▶ _TASK OBJECTIVE_
In the text about the students' joint program, write out everything from "This was done" down to "out of the program.".

▶ _GIVEN TEXT_
☆ ☆ ☆ ☆ ☆ ☆ ☆
Following lunch, the students formed into small intermixed groups for joint projects and socialization.
This was done under the guidance of teachers from the three schools, all enthusiastic supporters of the program.
“They see the similarities and the differences between our faiths,” said Barrack Hebrew Academy teacher Stephanie Raphel, “and there are more similarities than differences.”
Jose Santiago, who teaches at Al Aqsa, said, “This is important; Islam is about peace and this is a way to get to people to cross over to others and help them understand others and the differences in cultures.”
But at the end of the day it is what the students themselves got out of the program.
Mishall Khan, in eighth grade at Al-Aqsa, does have friends who are not Muslim, but they never talk about religion. “It is important to reach out to other people” she said, although she could not understand the concept of the Trinity, one God in three persons.
Eliana Pasternak, in eighth grade at Barrack Hebrew Academy, also attended the program last year.
☆ ☆ ☆ ☆ ☆ ☆ ☆
▶ _Records of labeled boxes_
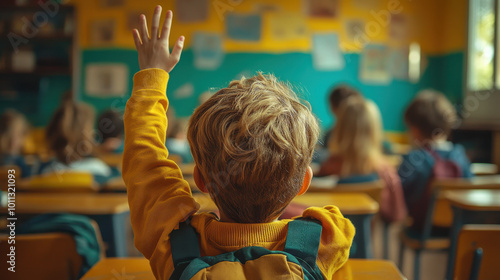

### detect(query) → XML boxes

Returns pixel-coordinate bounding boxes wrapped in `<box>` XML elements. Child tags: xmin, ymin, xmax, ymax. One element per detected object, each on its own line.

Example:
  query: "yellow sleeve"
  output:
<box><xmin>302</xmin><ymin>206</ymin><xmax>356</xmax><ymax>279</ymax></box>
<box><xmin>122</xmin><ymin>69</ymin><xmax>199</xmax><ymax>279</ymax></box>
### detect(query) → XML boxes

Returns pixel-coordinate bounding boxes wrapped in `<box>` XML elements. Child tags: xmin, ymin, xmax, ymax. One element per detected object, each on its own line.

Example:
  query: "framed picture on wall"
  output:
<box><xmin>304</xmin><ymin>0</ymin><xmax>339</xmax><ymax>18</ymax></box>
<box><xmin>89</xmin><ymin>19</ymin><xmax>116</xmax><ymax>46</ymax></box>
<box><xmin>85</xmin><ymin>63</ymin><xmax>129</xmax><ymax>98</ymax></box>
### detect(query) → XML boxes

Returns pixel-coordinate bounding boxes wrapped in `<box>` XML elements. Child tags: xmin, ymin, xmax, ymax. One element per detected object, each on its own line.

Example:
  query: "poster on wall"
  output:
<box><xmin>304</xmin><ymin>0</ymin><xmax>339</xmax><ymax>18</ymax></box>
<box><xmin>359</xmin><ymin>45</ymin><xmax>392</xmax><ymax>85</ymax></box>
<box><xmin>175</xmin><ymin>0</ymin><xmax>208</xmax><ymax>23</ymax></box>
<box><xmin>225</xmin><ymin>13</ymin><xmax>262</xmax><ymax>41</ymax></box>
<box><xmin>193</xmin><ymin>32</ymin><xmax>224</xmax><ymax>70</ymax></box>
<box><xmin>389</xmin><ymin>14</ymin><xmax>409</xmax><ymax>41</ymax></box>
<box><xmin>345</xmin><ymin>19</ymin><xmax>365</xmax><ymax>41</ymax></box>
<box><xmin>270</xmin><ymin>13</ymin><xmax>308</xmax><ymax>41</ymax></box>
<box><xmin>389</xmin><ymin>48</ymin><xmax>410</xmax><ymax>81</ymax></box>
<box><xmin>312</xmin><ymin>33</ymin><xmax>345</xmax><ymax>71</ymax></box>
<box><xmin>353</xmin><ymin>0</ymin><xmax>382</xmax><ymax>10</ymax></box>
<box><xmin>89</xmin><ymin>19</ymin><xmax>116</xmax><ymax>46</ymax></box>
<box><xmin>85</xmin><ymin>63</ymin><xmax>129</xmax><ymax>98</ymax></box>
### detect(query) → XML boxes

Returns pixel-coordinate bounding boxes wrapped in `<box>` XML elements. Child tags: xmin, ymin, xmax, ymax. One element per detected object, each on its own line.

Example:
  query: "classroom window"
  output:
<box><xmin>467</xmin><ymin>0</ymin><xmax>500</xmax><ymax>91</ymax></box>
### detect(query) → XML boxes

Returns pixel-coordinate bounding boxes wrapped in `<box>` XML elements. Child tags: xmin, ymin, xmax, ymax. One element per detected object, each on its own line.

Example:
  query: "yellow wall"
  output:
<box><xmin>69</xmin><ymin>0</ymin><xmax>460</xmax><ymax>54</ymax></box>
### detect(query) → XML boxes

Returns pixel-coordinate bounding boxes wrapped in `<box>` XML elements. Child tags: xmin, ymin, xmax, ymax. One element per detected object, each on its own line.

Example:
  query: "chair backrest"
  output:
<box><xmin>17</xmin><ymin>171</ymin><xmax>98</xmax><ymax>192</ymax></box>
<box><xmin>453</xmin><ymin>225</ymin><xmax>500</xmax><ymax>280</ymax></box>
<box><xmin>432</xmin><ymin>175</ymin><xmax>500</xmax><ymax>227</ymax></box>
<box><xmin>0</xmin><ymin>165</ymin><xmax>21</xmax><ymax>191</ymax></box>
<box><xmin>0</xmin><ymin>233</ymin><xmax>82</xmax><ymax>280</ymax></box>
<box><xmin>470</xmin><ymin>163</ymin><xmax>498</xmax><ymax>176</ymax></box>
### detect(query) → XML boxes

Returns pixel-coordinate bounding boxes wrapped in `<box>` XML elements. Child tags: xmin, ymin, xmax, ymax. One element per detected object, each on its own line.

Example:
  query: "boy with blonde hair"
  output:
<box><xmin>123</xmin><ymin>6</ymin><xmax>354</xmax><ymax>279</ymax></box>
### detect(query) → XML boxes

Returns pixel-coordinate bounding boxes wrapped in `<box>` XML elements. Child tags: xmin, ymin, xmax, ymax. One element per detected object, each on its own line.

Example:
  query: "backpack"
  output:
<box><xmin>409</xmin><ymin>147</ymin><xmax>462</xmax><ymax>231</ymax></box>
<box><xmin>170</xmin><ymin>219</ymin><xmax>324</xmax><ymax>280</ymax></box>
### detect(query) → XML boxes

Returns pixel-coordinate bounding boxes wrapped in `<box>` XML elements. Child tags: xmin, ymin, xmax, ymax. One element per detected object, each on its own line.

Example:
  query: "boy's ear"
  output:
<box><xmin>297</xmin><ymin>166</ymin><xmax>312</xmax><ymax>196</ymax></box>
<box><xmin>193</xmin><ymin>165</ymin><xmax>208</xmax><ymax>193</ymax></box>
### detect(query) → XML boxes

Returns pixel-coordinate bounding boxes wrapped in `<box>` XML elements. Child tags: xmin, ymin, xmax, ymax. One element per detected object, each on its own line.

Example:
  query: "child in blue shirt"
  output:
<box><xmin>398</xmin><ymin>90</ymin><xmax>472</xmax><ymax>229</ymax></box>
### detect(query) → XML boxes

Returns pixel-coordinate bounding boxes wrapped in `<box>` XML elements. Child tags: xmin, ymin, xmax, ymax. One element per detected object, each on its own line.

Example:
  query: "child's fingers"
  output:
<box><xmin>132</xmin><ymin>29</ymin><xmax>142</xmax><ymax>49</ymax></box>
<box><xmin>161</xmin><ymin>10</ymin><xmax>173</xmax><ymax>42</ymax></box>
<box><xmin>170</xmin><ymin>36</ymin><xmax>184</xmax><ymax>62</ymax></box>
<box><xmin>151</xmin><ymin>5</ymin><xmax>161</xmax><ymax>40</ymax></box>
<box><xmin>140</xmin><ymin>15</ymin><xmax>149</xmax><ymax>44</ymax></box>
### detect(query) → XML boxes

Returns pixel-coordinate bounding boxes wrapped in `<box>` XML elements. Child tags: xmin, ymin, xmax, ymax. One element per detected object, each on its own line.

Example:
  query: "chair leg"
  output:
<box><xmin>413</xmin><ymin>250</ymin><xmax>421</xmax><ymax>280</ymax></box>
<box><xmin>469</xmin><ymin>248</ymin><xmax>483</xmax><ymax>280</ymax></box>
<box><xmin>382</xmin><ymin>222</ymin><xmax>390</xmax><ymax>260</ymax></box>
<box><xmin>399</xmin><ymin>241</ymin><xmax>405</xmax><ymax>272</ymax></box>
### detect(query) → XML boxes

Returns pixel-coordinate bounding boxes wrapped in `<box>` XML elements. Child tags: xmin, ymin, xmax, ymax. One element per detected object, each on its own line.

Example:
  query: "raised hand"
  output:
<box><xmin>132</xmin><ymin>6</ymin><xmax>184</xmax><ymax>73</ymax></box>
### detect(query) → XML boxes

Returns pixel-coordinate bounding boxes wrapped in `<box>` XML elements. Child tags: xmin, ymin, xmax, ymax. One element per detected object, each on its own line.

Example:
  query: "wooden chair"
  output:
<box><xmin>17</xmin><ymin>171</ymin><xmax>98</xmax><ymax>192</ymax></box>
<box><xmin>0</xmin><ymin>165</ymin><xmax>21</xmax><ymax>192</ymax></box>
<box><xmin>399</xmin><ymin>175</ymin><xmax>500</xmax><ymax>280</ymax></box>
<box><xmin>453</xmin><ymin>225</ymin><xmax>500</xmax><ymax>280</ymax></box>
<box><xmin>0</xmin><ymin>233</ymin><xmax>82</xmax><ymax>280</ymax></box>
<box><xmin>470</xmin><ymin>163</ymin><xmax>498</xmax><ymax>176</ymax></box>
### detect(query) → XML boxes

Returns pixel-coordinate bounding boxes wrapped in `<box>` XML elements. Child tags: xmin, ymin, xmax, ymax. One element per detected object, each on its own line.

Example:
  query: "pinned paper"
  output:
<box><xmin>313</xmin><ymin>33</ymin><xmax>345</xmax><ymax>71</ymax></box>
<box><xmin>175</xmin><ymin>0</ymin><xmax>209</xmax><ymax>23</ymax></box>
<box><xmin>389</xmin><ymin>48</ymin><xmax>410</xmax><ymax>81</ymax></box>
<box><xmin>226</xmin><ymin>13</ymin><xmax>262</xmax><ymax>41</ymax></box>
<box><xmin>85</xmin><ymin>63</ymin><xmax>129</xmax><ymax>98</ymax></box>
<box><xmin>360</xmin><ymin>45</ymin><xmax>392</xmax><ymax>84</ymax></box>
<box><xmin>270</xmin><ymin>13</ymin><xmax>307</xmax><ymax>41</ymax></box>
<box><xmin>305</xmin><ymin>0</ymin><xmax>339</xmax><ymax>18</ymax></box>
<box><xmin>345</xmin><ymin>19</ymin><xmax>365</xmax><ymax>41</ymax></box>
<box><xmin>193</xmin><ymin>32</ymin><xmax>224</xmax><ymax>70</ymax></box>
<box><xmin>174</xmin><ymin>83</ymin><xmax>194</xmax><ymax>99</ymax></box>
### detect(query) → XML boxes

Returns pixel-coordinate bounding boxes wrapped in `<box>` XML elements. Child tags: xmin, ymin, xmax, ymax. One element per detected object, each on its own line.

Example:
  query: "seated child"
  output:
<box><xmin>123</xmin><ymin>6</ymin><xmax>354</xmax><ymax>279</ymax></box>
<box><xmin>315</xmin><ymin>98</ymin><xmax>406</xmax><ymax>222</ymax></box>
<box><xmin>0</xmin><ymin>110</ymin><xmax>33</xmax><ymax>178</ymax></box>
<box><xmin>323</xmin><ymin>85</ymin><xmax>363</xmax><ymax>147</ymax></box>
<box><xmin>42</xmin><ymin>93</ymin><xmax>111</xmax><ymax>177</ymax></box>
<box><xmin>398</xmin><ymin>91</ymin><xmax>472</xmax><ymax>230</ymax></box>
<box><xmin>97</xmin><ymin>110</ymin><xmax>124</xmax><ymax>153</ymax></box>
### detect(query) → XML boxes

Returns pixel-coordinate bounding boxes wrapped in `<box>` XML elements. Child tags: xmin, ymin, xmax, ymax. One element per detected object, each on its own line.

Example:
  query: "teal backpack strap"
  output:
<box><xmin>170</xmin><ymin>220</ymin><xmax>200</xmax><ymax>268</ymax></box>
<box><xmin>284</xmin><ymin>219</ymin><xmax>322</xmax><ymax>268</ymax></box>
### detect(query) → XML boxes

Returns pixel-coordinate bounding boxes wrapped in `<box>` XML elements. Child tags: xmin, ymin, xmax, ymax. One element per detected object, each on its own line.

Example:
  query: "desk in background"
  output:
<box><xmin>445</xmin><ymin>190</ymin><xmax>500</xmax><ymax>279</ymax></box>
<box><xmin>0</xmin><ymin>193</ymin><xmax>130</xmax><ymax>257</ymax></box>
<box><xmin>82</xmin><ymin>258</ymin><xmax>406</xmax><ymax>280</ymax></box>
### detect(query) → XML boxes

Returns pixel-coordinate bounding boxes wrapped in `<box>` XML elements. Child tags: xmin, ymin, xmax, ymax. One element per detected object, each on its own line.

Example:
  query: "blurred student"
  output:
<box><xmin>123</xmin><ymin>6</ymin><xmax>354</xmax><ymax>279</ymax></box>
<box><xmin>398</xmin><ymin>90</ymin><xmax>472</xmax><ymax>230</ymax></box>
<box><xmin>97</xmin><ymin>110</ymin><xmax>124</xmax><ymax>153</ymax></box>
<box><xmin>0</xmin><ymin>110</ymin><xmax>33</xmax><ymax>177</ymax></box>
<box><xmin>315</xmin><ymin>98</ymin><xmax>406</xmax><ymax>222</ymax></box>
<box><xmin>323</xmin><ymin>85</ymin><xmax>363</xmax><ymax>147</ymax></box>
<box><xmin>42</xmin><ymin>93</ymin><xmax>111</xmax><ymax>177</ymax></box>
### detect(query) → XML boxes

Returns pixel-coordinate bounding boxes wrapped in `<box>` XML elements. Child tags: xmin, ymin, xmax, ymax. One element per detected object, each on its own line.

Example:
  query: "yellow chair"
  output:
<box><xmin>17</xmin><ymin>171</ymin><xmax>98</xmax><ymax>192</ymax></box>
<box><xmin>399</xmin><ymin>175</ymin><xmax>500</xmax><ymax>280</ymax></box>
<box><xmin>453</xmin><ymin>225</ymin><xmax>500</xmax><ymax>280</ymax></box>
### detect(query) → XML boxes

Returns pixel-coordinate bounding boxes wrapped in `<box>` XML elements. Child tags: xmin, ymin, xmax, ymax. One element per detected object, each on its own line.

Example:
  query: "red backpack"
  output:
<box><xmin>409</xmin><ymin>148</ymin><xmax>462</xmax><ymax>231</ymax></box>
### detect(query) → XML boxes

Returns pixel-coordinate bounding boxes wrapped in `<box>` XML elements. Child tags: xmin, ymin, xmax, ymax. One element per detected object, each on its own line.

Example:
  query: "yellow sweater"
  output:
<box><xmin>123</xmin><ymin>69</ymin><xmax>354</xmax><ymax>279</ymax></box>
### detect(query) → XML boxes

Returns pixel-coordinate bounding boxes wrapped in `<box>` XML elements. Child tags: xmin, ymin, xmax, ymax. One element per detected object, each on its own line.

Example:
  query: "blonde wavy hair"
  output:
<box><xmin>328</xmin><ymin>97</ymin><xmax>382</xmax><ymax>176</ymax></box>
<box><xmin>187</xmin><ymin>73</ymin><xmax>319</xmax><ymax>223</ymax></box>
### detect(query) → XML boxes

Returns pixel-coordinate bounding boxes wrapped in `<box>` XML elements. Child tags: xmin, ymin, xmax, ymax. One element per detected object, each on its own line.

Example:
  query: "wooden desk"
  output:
☆ ☆ ☆ ☆ ☆ ☆ ☆
▶ _REPLY_
This was done under the guidance of teachers from the three schools, all enthusiastic supporters of the program.
“They see the similarities and the differences between our faiths,” said Barrack Hebrew Academy teacher Stephanie Raphel, “and there are more similarities than differences.”
Jose Santiago, who teaches at Al Aqsa, said, “This is important; Islam is about peace and this is a way to get to people to cross over to others and help them understand others and the differences in cultures.”
But at the end of the day it is what the students themselves got out of the program.